Exercise prompt:
What is wanted is every record, duplicated word for word.
═══
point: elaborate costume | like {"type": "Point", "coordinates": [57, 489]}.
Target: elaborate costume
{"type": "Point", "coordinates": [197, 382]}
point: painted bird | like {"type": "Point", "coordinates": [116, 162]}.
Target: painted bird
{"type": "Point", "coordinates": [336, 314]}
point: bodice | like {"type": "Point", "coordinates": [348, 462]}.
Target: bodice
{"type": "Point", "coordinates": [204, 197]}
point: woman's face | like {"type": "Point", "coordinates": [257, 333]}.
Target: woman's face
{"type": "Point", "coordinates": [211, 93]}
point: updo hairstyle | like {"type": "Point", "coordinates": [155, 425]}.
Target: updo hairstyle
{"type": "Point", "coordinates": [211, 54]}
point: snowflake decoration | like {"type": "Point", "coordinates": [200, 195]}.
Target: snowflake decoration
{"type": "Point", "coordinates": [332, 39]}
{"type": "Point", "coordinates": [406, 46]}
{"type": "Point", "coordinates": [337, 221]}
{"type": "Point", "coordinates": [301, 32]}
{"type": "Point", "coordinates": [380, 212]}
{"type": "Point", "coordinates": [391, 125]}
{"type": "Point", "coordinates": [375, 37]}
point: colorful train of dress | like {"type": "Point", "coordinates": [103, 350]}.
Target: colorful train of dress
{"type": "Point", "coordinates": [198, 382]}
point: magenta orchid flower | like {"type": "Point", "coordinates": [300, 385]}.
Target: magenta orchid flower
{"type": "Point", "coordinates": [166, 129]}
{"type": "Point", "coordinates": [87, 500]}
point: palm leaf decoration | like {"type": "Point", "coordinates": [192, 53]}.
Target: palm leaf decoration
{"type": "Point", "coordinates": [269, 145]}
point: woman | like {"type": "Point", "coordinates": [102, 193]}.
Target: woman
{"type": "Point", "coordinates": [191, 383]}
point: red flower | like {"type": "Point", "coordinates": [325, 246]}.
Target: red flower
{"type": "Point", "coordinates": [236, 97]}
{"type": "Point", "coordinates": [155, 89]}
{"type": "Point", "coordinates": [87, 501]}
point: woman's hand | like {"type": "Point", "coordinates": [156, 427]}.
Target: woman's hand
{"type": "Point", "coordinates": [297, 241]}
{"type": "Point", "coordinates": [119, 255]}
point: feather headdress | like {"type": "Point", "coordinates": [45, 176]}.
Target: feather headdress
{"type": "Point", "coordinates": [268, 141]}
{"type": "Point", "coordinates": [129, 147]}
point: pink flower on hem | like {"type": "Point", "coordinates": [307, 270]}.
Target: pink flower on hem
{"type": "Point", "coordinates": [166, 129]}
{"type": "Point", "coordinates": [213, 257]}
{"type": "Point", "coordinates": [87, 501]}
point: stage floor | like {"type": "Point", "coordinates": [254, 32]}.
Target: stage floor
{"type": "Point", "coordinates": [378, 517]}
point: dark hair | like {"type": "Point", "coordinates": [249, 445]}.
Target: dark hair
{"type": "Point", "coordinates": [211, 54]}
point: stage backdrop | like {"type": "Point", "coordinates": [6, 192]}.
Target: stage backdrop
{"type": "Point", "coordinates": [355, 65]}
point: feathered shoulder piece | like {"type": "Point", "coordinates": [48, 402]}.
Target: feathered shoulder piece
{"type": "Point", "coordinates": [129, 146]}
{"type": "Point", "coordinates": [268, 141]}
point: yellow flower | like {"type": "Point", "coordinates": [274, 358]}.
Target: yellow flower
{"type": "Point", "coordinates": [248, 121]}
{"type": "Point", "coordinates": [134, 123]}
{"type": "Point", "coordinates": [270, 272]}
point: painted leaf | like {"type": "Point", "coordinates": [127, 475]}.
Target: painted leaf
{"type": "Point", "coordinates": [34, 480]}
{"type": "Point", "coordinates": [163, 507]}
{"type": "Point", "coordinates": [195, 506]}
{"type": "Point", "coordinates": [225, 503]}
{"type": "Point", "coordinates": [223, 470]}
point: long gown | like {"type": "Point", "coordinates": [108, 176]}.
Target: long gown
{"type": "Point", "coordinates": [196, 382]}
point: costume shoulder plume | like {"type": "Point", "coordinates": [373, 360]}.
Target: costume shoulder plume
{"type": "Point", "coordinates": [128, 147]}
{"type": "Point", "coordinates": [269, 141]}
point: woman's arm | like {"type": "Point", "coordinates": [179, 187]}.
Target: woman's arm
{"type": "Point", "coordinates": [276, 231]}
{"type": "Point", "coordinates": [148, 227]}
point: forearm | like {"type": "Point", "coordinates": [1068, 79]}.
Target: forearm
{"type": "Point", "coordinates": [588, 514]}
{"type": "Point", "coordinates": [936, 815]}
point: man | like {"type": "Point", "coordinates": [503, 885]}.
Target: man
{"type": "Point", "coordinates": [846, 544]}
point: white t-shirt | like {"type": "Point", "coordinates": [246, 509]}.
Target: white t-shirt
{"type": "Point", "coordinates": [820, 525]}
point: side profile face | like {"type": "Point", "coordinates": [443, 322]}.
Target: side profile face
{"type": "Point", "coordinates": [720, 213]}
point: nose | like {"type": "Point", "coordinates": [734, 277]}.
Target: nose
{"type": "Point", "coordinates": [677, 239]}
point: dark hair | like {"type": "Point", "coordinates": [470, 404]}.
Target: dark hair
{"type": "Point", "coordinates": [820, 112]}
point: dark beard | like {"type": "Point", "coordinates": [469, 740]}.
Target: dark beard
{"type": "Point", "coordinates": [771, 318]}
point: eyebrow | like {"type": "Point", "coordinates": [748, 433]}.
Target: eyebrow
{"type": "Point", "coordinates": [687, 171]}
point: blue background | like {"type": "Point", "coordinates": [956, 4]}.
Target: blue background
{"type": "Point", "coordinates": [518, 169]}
═══
Task solution:
point: elaborate costume | like {"type": "Point", "coordinates": [57, 489]}.
Target: elaborate costume
{"type": "Point", "coordinates": [197, 382]}
point: painted bird | like {"type": "Point", "coordinates": [116, 162]}.
Target: painted bird
{"type": "Point", "coordinates": [336, 314]}
point: bodice | like {"type": "Point", "coordinates": [348, 462]}.
Target: bodice
{"type": "Point", "coordinates": [204, 197]}
point: woman's face | like {"type": "Point", "coordinates": [257, 333]}.
Target: woman's face
{"type": "Point", "coordinates": [211, 93]}
point: updo hairstyle | like {"type": "Point", "coordinates": [155, 425]}.
Target: updo hairstyle
{"type": "Point", "coordinates": [211, 54]}
point: snowflake decoration | like {"type": "Point", "coordinates": [200, 195]}.
Target: snowflake decoration
{"type": "Point", "coordinates": [332, 39]}
{"type": "Point", "coordinates": [406, 46]}
{"type": "Point", "coordinates": [337, 221]}
{"type": "Point", "coordinates": [301, 32]}
{"type": "Point", "coordinates": [380, 212]}
{"type": "Point", "coordinates": [391, 125]}
{"type": "Point", "coordinates": [375, 37]}
point: colorful train of dress | like {"type": "Point", "coordinates": [103, 350]}.
Target: colorful train of dress
{"type": "Point", "coordinates": [198, 382]}
point: magenta orchid flower | like {"type": "Point", "coordinates": [300, 385]}.
Target: magenta orchid flower
{"type": "Point", "coordinates": [166, 129]}
{"type": "Point", "coordinates": [87, 500]}
point: palm leaf decoration | like {"type": "Point", "coordinates": [192, 53]}.
Target: palm leaf decoration
{"type": "Point", "coordinates": [269, 145]}
point: woman | like {"type": "Point", "coordinates": [102, 193]}.
Target: woman
{"type": "Point", "coordinates": [191, 383]}
point: red flower | like {"type": "Point", "coordinates": [325, 246]}.
Target: red flower
{"type": "Point", "coordinates": [236, 97]}
{"type": "Point", "coordinates": [155, 89]}
{"type": "Point", "coordinates": [87, 501]}
point: woman's hand | like {"type": "Point", "coordinates": [156, 427]}.
Target: woman's hand
{"type": "Point", "coordinates": [297, 241]}
{"type": "Point", "coordinates": [119, 255]}
point: feather headdress | like {"type": "Point", "coordinates": [45, 176]}.
Target: feather headdress
{"type": "Point", "coordinates": [268, 141]}
{"type": "Point", "coordinates": [129, 147]}
point: pink flower on hem | like {"type": "Point", "coordinates": [307, 270]}.
Target: pink flower on hem
{"type": "Point", "coordinates": [166, 129]}
{"type": "Point", "coordinates": [213, 257]}
{"type": "Point", "coordinates": [87, 501]}
point: stage floor | like {"type": "Point", "coordinates": [254, 32]}.
Target: stage floor
{"type": "Point", "coordinates": [378, 517]}
point: dark hair | like {"type": "Point", "coordinates": [249, 445]}.
Target: dark hair
{"type": "Point", "coordinates": [211, 54]}
point: stage backdrop | like {"type": "Point", "coordinates": [6, 192]}.
Target: stage backdrop
{"type": "Point", "coordinates": [355, 65]}
point: feathered shoulder piece | like {"type": "Point", "coordinates": [48, 402]}.
Target: feathered shoulder piece
{"type": "Point", "coordinates": [129, 146]}
{"type": "Point", "coordinates": [268, 141]}
point: yellow flower | like {"type": "Point", "coordinates": [274, 358]}.
Target: yellow flower
{"type": "Point", "coordinates": [248, 121]}
{"type": "Point", "coordinates": [134, 123]}
{"type": "Point", "coordinates": [270, 272]}
point: painted leaf | like {"type": "Point", "coordinates": [127, 475]}.
Target: painted leaf
{"type": "Point", "coordinates": [34, 480]}
{"type": "Point", "coordinates": [163, 507]}
{"type": "Point", "coordinates": [195, 506]}
{"type": "Point", "coordinates": [225, 503]}
{"type": "Point", "coordinates": [223, 470]}
point: long gown | like {"type": "Point", "coordinates": [108, 176]}.
Target: long gown
{"type": "Point", "coordinates": [196, 382]}
point: costume shoulder plume | like {"type": "Point", "coordinates": [373, 360]}.
Target: costume shoulder plume
{"type": "Point", "coordinates": [128, 147]}
{"type": "Point", "coordinates": [269, 141]}
point: woman's arm | like {"type": "Point", "coordinates": [179, 187]}.
Target: woman's arm
{"type": "Point", "coordinates": [276, 231]}
{"type": "Point", "coordinates": [148, 227]}
point: forearm | like {"type": "Point", "coordinates": [1068, 79]}.
Target: forearm
{"type": "Point", "coordinates": [588, 514]}
{"type": "Point", "coordinates": [936, 815]}
point: man | like {"type": "Point", "coordinates": [503, 885]}.
Target: man
{"type": "Point", "coordinates": [846, 544]}
point: white t-shirt | like {"type": "Point", "coordinates": [246, 509]}.
Target: white t-shirt
{"type": "Point", "coordinates": [820, 525]}
point: side profile face | like {"type": "Point", "coordinates": [443, 322]}.
Target: side profile face
{"type": "Point", "coordinates": [720, 213]}
point: nose | like {"type": "Point", "coordinates": [734, 277]}.
Target: nose
{"type": "Point", "coordinates": [677, 239]}
point: dark hair | like {"type": "Point", "coordinates": [470, 404]}.
Target: dark hair
{"type": "Point", "coordinates": [820, 112]}
point: dark beard | like {"type": "Point", "coordinates": [469, 740]}.
Target: dark beard
{"type": "Point", "coordinates": [771, 318]}
point: eyebrow | like {"type": "Point", "coordinates": [748, 433]}.
Target: eyebrow
{"type": "Point", "coordinates": [687, 171]}
point: blue background | like {"type": "Point", "coordinates": [956, 4]}.
Target: blue background
{"type": "Point", "coordinates": [518, 169]}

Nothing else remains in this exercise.